* Requirement:
Render the rows below as a Markdown table with two columns, No and Line. Put each line's number in No and its text in Line, and omit any blank lines.

* Records for the exercise:

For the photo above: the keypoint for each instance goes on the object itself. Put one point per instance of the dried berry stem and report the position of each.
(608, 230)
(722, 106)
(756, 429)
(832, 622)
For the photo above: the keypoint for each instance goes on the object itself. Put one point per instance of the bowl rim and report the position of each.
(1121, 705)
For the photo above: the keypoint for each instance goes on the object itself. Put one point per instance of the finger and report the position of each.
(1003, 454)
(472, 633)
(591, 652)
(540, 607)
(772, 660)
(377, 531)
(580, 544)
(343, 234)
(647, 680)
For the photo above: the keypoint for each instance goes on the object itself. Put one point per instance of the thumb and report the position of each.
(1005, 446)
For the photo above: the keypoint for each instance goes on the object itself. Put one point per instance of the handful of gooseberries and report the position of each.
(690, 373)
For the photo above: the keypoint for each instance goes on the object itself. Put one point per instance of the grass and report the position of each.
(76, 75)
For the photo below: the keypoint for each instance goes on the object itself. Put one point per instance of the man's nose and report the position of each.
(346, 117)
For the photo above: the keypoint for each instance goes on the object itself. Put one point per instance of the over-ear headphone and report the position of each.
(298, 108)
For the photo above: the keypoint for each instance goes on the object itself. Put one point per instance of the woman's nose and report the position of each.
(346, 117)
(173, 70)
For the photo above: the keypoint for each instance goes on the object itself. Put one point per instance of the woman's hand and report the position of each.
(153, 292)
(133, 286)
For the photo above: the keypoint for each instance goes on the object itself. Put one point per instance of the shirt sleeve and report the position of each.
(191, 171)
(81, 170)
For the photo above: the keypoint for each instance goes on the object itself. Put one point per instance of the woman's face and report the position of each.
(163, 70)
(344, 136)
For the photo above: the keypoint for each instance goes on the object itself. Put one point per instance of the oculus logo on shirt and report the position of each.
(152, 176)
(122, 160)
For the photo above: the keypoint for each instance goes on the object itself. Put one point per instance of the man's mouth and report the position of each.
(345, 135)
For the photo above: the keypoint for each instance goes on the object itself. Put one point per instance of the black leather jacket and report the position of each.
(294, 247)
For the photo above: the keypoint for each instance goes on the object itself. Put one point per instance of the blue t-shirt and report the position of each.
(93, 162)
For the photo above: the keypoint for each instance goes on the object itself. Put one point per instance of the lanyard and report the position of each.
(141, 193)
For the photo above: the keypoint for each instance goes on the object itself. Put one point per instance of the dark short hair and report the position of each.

* Answer to this exercise:
| No | Line |
|---|---|
| 1 | For the photo above: the keypoint for each instance goes on the object itself. Put one point per instance of the dried berry stem and report the position of each. |
| 2 | (608, 230) |
| 3 | (722, 106) |
| 4 | (756, 429) |
| 5 | (832, 622) |
| 6 | For the photo above: the keypoint for each instance goes on the object itself. Put one point per instance of the bowl rim and report the position of each. |
| 7 | (1121, 705) |
| 8 | For the photo above: the keypoint for each instance goes on the object itself. Put one point per instance of the finger and report the position of each. |
| 9 | (1003, 454) |
| 10 | (472, 633) |
| 11 | (591, 652) |
| 12 | (540, 607) |
| 13 | (772, 660) |
| 14 | (377, 531) |
| 15 | (580, 544) |
| 16 | (343, 234) |
| 17 | (647, 680) |
| 18 | For the photo above: the keypoint for each instance goes on the object itself. Put one point per instance of the thumb and report the position of each. |
| 19 | (1005, 446) |
| 20 | For the photo above: the keypoint for each instance goes on the object itself. Put one point per instance of the handful of gooseberries and report the position of each. |
| 21 | (690, 373) |
| 22 | For the photo above: the keypoint for each instance goes on the object itself. Put one point per instance of the grass and report the position of each. |
| 23 | (76, 75) |
| 24 | For the photo below: the keypoint for each instance goes on the object itself. Put one point per instance of the man's nose and report the position of each. |
| 25 | (346, 117) |
| 26 | For the photo above: the keypoint for each instance goes on the object itself. Put one point per instance of the over-ear headphone and report the position of each. |
| 27 | (298, 108) |
| 28 | For the photo above: the keypoint for each instance goes on the object itself. Put one point per instance of the woman's nose and report the position of each. |
| 29 | (346, 117) |
| 30 | (173, 70) |
| 31 | For the photo above: the keypoint for each instance goes on the object itself. Put one point per instance of the woman's hand and report the position of each. |
| 32 | (153, 292) |
| 33 | (133, 286) |
| 34 | For the photo above: the keypoint for each instance goes on the object itself. Put one point per instance of the shirt sleeve and report the position of each. |
| 35 | (191, 171) |
| 36 | (81, 170) |
| 37 | For the photo above: the keypoint for each instance goes on the object itself. Put one point per instance of the woman's face and report the position of each. |
| 38 | (163, 70) |
| 39 | (344, 136) |
| 40 | For the photo above: the keypoint for each instance goes on the object itself. Put one point per instance of the oculus logo on shirt and report the position of each. |
| 41 | (152, 176) |
| 42 | (122, 160) |
| 43 | For the photo above: the keypoint for each instance goes on the object itself. Put one point per instance of the man's mouth and report the position of each. |
| 44 | (345, 135) |
| 45 | For the photo above: the keypoint for each instance goes on the object itself. Put one point per instance of the black leather jacket and report the position of each. |
| 46 | (294, 247) |
| 47 | For the photo above: the keypoint for each instance goes on the object itself. Put one point per instance of the blue t-shirt and report the position of each. |
| 48 | (93, 162) |
| 49 | For the photo above: the keypoint for each instance goes on the object itself. Put one point per instance of the lanyard and report the position of each. |
| 50 | (141, 193) |
| 51 | For the photo above: the keypoint for each instance goes on the object itself. Put one point per instance of the dark short hair and report the position of each. |